TASK | Please rewrite the listing lines between the line holding "Q1: Can you locate the lamp" and the line holding "129;9;162;318", inclusive, as a JSON list of strings with one string per line and no blank lines.

DATA |

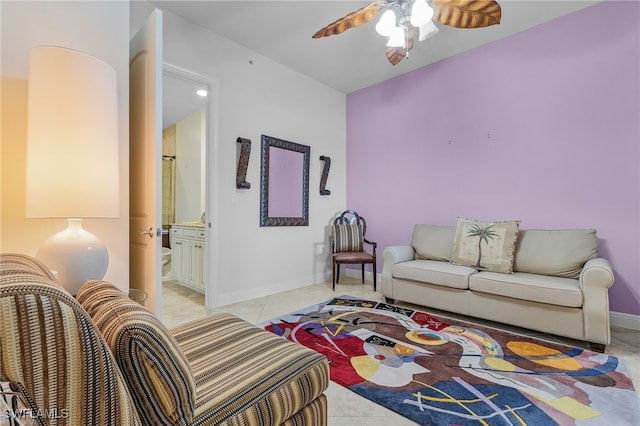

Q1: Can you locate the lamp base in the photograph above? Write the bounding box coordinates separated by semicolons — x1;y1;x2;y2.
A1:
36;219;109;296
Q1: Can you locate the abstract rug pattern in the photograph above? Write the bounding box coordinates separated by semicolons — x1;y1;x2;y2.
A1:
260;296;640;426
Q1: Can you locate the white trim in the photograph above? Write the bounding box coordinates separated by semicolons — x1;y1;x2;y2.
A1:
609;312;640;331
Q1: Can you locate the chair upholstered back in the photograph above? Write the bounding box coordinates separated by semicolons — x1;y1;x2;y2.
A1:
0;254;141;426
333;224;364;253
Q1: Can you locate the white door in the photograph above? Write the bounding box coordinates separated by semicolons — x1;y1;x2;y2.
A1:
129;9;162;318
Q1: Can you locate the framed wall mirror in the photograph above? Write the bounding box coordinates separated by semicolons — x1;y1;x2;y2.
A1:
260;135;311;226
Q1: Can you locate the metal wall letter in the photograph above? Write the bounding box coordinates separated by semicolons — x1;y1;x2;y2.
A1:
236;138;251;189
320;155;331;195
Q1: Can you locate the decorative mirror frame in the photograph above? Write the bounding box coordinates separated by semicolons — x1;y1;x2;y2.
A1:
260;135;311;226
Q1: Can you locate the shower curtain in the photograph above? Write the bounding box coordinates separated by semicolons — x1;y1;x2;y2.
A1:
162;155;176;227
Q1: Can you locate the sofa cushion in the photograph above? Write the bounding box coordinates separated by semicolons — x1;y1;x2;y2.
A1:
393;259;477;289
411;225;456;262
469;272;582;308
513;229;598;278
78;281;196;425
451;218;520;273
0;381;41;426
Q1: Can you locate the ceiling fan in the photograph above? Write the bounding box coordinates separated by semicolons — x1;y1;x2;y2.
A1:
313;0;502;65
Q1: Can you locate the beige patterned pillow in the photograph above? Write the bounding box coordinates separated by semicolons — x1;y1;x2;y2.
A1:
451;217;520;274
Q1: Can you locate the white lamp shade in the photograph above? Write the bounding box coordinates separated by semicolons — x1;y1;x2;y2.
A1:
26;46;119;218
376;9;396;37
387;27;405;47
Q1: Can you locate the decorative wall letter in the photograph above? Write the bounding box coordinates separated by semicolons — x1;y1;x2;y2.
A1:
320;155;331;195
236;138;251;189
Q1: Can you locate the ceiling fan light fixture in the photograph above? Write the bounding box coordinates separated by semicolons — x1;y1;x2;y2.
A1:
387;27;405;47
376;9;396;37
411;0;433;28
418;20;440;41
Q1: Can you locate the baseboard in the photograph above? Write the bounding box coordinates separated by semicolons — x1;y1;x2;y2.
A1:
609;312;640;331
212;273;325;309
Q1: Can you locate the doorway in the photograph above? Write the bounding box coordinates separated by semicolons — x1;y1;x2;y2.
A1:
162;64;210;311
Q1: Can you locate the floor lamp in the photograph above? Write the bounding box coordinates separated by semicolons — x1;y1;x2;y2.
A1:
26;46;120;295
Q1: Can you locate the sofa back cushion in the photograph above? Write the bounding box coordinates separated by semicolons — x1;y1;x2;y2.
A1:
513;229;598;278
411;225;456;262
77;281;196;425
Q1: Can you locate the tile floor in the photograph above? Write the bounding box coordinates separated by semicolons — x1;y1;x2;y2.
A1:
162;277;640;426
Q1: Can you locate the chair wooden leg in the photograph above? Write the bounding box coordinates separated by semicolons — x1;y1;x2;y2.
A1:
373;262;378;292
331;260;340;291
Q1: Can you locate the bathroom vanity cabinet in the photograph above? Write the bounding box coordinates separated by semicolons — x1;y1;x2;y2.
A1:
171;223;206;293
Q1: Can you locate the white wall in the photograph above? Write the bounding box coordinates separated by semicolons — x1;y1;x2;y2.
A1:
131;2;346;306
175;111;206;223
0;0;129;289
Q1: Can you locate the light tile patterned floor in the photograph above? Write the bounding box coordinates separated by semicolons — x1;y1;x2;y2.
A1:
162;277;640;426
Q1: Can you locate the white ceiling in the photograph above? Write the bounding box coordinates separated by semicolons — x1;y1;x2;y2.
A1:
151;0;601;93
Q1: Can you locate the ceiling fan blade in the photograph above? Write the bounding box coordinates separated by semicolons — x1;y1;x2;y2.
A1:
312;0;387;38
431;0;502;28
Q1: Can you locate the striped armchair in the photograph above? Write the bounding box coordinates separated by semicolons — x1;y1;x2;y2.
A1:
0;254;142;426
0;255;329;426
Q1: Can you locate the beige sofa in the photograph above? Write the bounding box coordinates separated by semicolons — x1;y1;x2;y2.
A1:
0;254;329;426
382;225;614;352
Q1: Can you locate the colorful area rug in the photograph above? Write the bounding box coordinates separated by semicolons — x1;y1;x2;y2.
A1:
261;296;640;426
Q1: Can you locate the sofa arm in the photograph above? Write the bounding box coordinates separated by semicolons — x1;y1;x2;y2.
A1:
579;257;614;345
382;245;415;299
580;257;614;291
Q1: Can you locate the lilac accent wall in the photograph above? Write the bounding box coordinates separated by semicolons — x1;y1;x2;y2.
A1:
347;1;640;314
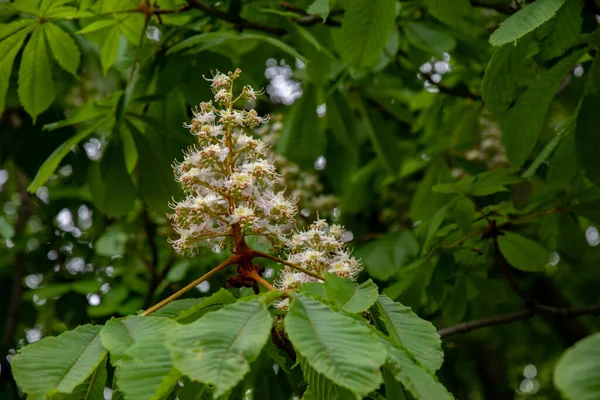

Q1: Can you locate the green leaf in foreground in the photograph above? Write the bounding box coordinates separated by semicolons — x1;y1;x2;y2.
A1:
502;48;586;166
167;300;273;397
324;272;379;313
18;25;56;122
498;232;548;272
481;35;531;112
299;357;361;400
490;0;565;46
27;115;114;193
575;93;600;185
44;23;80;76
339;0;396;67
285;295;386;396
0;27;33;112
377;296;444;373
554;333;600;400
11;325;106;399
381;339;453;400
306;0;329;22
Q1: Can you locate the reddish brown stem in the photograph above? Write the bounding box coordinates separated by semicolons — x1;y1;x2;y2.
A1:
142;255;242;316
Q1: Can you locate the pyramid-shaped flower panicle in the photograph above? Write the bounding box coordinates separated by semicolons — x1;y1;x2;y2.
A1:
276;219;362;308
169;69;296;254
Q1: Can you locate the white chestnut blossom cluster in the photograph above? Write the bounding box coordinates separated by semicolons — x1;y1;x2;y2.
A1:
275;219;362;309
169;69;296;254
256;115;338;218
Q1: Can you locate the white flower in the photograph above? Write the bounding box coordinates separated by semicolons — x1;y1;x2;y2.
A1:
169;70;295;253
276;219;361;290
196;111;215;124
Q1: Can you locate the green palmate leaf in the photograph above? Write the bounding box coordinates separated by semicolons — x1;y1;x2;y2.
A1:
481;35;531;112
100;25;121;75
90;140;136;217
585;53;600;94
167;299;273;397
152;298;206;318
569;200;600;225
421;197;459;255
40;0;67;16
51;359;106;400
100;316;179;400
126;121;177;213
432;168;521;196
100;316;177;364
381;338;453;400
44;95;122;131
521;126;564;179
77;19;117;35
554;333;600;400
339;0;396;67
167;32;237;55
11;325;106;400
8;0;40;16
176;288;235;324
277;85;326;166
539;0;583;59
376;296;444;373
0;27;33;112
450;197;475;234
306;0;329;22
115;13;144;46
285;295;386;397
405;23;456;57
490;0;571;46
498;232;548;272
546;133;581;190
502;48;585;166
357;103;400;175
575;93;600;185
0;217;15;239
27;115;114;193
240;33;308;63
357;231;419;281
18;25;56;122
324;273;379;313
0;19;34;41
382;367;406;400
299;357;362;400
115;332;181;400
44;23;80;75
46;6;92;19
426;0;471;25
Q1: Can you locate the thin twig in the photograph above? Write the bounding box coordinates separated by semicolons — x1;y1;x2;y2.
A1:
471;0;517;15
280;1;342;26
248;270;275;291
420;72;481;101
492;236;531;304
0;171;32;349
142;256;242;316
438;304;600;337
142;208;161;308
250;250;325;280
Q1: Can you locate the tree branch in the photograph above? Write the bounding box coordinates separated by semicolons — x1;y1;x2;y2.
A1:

* * *

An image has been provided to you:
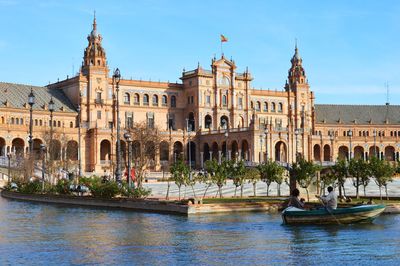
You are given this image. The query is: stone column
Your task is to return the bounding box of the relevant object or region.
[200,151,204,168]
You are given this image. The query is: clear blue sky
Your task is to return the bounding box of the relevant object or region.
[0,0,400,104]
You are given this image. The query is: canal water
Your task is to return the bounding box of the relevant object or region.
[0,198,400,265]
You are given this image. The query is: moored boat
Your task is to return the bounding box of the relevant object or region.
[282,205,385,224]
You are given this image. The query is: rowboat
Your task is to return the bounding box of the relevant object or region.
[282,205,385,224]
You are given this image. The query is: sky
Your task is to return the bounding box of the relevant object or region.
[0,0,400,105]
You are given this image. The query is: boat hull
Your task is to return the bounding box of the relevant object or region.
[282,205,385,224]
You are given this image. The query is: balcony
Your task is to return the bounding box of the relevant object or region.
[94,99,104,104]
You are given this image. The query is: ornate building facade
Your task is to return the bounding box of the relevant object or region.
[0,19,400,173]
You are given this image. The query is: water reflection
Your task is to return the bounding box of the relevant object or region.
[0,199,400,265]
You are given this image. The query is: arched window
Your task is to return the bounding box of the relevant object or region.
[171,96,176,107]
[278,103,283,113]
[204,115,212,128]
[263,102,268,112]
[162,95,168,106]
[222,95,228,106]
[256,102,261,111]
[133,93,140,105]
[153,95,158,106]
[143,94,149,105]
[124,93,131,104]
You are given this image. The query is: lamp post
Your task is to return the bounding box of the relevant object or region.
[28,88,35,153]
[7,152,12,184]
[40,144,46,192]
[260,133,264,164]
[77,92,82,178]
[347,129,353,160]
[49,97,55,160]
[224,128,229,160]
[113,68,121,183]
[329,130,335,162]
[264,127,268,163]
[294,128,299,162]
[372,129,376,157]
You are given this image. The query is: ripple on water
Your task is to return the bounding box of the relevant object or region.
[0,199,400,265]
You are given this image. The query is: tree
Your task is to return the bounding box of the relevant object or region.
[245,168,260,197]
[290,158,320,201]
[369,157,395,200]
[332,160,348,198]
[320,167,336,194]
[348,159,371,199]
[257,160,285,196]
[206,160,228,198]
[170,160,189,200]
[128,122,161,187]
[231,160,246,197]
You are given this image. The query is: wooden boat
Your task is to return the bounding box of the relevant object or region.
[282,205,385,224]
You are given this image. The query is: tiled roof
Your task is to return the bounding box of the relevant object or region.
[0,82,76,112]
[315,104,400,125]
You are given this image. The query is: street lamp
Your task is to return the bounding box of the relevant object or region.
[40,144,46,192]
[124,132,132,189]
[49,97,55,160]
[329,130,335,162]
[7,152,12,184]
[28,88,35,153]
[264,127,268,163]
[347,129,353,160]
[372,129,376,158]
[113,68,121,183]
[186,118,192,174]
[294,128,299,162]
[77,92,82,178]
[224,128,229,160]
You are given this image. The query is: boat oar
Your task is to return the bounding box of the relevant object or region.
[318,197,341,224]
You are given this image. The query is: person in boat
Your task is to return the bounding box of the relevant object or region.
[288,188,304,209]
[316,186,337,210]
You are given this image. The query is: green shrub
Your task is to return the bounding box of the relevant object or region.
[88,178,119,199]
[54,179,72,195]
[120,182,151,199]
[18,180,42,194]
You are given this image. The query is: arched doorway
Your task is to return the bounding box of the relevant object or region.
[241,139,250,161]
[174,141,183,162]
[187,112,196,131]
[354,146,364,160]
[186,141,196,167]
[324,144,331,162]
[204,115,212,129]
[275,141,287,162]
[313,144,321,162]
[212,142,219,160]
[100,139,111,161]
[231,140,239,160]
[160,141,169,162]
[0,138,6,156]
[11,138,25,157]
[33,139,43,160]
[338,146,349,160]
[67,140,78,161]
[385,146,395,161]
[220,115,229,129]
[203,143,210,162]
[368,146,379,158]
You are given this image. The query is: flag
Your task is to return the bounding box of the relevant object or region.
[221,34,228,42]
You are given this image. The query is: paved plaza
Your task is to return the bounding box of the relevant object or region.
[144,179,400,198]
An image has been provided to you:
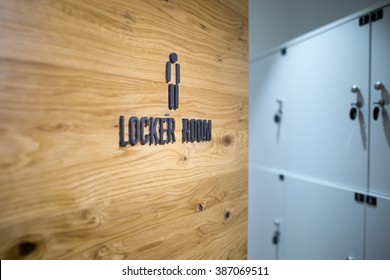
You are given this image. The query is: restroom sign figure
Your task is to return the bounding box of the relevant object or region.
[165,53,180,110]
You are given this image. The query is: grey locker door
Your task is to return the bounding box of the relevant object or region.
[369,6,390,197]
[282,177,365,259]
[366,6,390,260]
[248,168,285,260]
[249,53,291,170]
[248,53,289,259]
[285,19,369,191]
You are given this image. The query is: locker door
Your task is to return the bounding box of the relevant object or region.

SOLUTION |
[
  "Q1: Can you locate the lamp base in the photograph above? Write the bounding box coordinates separated by semicolons — x1;y1;x2;y2.",
  "A1:",
  "36;219;109;296",
  "Q1: Can you locate the abstract rug pattern in the photograph above? Write the bounding box coordinates separated by semicolons — x1;y1;x2;y2.",
  "A1:",
  "260;296;640;426",
  "Q1: Can you locate the white trim in the photograph above? Write the bounding box coordinates separated by semicolons — x1;y1;x2;y2.",
  "A1:",
  "609;312;640;331",
  "Q1: Can you locate the chair upholstered back in the photograph above? Write the bounding box coordinates separated by semicolons — x1;y1;x2;y2.",
  "A1:",
  "0;254;141;426",
  "333;224;364;253",
  "Q1: Can you locate the white door in the photograph above? Write the bounding box coordinates separated by semicolons — x1;y1;x2;y2.",
  "A1:",
  "129;9;162;318"
]